* Exercise instructions:
Reproduce each of the following items line for line, keeping every word and number the same.

* Items from a data source:
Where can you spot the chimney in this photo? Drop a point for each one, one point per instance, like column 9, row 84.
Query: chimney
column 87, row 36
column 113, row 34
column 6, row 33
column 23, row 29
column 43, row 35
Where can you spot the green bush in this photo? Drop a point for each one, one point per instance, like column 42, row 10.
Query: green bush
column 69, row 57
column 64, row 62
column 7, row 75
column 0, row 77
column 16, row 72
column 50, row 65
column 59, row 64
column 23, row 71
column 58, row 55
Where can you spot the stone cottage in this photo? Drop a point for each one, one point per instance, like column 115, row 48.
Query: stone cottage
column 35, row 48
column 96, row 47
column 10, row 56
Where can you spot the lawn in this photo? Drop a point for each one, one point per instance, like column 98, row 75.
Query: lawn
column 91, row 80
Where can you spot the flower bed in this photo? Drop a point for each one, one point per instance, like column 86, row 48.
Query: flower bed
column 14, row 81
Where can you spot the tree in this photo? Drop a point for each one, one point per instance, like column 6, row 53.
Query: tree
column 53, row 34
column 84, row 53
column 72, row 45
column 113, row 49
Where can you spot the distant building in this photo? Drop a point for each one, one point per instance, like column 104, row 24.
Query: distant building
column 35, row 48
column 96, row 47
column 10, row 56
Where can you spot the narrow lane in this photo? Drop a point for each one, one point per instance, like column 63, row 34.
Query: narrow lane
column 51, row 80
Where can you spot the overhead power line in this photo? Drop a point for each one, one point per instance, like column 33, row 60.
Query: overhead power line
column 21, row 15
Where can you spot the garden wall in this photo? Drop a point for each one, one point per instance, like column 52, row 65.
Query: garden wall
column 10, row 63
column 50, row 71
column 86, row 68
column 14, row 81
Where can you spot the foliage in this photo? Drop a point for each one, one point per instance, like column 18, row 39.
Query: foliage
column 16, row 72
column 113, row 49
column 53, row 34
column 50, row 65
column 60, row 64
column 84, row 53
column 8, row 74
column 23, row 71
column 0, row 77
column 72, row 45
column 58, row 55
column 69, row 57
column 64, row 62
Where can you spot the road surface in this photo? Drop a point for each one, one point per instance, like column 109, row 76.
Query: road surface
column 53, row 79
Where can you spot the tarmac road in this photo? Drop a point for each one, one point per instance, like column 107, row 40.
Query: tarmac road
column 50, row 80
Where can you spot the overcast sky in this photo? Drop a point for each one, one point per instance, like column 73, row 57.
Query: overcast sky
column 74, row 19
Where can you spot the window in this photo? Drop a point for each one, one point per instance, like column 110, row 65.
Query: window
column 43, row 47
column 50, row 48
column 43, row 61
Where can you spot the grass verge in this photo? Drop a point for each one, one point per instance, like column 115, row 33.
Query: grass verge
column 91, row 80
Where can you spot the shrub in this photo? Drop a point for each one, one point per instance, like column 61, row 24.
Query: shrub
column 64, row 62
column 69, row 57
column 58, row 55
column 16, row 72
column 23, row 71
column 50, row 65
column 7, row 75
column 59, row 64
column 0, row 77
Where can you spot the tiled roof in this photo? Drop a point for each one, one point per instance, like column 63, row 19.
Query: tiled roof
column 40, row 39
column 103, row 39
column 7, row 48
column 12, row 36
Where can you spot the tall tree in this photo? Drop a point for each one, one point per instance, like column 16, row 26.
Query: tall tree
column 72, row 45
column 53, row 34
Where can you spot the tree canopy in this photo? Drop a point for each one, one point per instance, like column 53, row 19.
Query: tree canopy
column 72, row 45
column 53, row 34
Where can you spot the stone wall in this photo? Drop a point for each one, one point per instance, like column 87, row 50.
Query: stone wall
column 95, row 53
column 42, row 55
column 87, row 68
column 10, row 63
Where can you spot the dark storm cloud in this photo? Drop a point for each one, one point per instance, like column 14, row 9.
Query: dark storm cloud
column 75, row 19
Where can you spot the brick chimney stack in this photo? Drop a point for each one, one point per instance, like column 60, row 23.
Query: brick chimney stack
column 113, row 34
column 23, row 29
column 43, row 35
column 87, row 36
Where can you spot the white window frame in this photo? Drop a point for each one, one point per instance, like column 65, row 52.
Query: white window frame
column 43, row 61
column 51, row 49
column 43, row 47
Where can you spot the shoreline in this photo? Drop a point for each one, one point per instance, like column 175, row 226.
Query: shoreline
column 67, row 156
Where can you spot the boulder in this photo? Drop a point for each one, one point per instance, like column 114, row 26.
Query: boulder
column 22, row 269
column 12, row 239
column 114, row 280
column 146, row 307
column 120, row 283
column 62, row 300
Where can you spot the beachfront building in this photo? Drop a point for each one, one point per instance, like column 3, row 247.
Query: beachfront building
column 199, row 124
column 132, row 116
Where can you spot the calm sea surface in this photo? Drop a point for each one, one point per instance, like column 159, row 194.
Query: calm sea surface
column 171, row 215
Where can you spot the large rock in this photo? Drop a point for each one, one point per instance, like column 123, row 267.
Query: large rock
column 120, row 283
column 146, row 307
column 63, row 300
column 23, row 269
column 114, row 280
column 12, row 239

* Exercise solution:
Where can you spot the chimney in this photo? Drop a point for each one, one point per instance, like column 9, row 84.
Query: chimney
column 87, row 36
column 113, row 34
column 6, row 33
column 23, row 29
column 43, row 35
Where can you spot the green bush in this photo? Drop a point for each one, one point per instance, like column 42, row 10.
Query: green bush
column 69, row 57
column 64, row 62
column 7, row 75
column 0, row 77
column 16, row 72
column 50, row 65
column 59, row 64
column 23, row 71
column 58, row 55
Where can you spot the stone cottage in this photo? Drop a point for each one, one point per instance, like column 115, row 48.
Query: stone cottage
column 35, row 48
column 96, row 47
column 10, row 56
Where can you spot the lawn in this photo? Drop a point for each one, one point per instance, like column 98, row 75.
Query: lawn
column 91, row 80
Where can you spot the flower bed in this photo? Drop a point for each one, one point per instance, like column 86, row 48.
Query: flower bed
column 14, row 81
Where can you spot the tree in this photo? Drop a point for each one, one point per instance, like column 6, row 53.
Query: tree
column 53, row 34
column 84, row 53
column 72, row 45
column 113, row 49
Where can you spot the distant building in this photo? Drop a point for each one, one point per instance, like column 104, row 24.
Query: distant building
column 35, row 48
column 96, row 47
column 10, row 56
Where can you spot the narrow lane in this photo? Drop a point for each one, one point per instance, like column 63, row 34.
Query: narrow lane
column 51, row 80
Where can you spot the overhead power line in this photo? Drop a point for each one, one point per instance, like column 33, row 60.
Query: overhead power line
column 21, row 15
Where can you spot the garden wall in this photo? Drop a point for each one, one point per instance, like column 52, row 65.
Query: garden wall
column 10, row 63
column 50, row 71
column 86, row 68
column 14, row 81
Where can you spot the foliage in this photo? Drop a point for each one, one point per instance, like column 18, row 39.
Query: foliage
column 16, row 72
column 113, row 49
column 53, row 34
column 50, row 65
column 60, row 64
column 84, row 53
column 8, row 74
column 23, row 71
column 0, row 77
column 72, row 45
column 58, row 55
column 69, row 57
column 64, row 62
Where can you spot the road surface in this photo? Drop a point for each one, one point per instance, like column 109, row 76.
Query: road surface
column 53, row 79
Where can you spot the tarmac road in this photo? Drop a point for each one, one point per instance, like column 107, row 40.
Query: tarmac road
column 50, row 80
Where can you spot the overcast sky in this photo? Drop a point for each one, one point per instance, like column 73, row 57.
Query: overcast sky
column 74, row 19
Where can you spot the window in this photo? Drop a point for each one, one point per instance, like column 110, row 65.
Query: window
column 43, row 47
column 50, row 48
column 43, row 61
Where can you spot the grass verge in this photo? Drop a point for each one, one point per instance, like column 115, row 33.
Query: grass verge
column 91, row 80
Where can you spot the shrub in this photo? Drop a point for each one, one point per instance, like column 61, row 24.
Query: shrub
column 64, row 62
column 69, row 57
column 58, row 55
column 16, row 72
column 23, row 71
column 50, row 65
column 7, row 75
column 59, row 64
column 0, row 77
Where can you spot the tiled roof in this photo? Drop a point for each one, one point per instance, like column 63, row 19.
Query: tiled roof
column 40, row 39
column 103, row 39
column 7, row 48
column 12, row 36
Where can you spot the tall tree in this photo? Drop a point for each one, one point per instance, like column 16, row 26.
Query: tall tree
column 72, row 45
column 53, row 34
Where can you spot the tree canopy in this photo? Drop a point for each one, one point per instance, like column 53, row 19.
Query: tree canopy
column 72, row 45
column 53, row 34
Where can you spot the stone wall in this photo? Drop a point for each one, one point per instance, like column 87, row 50.
Query: stone wall
column 95, row 53
column 42, row 55
column 87, row 68
column 10, row 63
Where can you spot the dark storm cloud in this photo? Drop a point for each one, one point per instance, like column 14, row 9.
Query: dark storm cloud
column 75, row 19
Where can you spot the brick chimney stack in this photo? Drop a point for each one, one point per instance, like column 60, row 23.
Query: brick chimney stack
column 113, row 34
column 23, row 29
column 43, row 35
column 87, row 36
Where can you spot the white window frame in this photo? Drop a point for each one, one point per instance, like column 65, row 52.
Query: white window frame
column 43, row 61
column 51, row 49
column 43, row 47
Where can you spot the shoreline in this photo? Drop a point for each one, one point per instance, like column 175, row 226.
Query: shoreline
column 67, row 156
Where can you spot the boulder in this photo? Drop a point for each one, one point per instance, like column 114, row 26.
Query: boulder
column 22, row 269
column 12, row 239
column 114, row 280
column 146, row 307
column 120, row 283
column 62, row 300
Where can you spot the beachfront building in this photo? Drop a point for each one, one point per instance, like column 3, row 247.
Query: beachfront building
column 199, row 124
column 132, row 116
Where can you spot the calm sea surface in this photo? Drop a point for each one, one point per instance, like column 159, row 194.
Query: calm sea surface
column 171, row 215
Where can you spot the large rock in this photo? Drop a point for each one, one point per instance, like column 123, row 267.
Query: large rock
column 120, row 283
column 146, row 307
column 63, row 300
column 23, row 269
column 114, row 280
column 12, row 239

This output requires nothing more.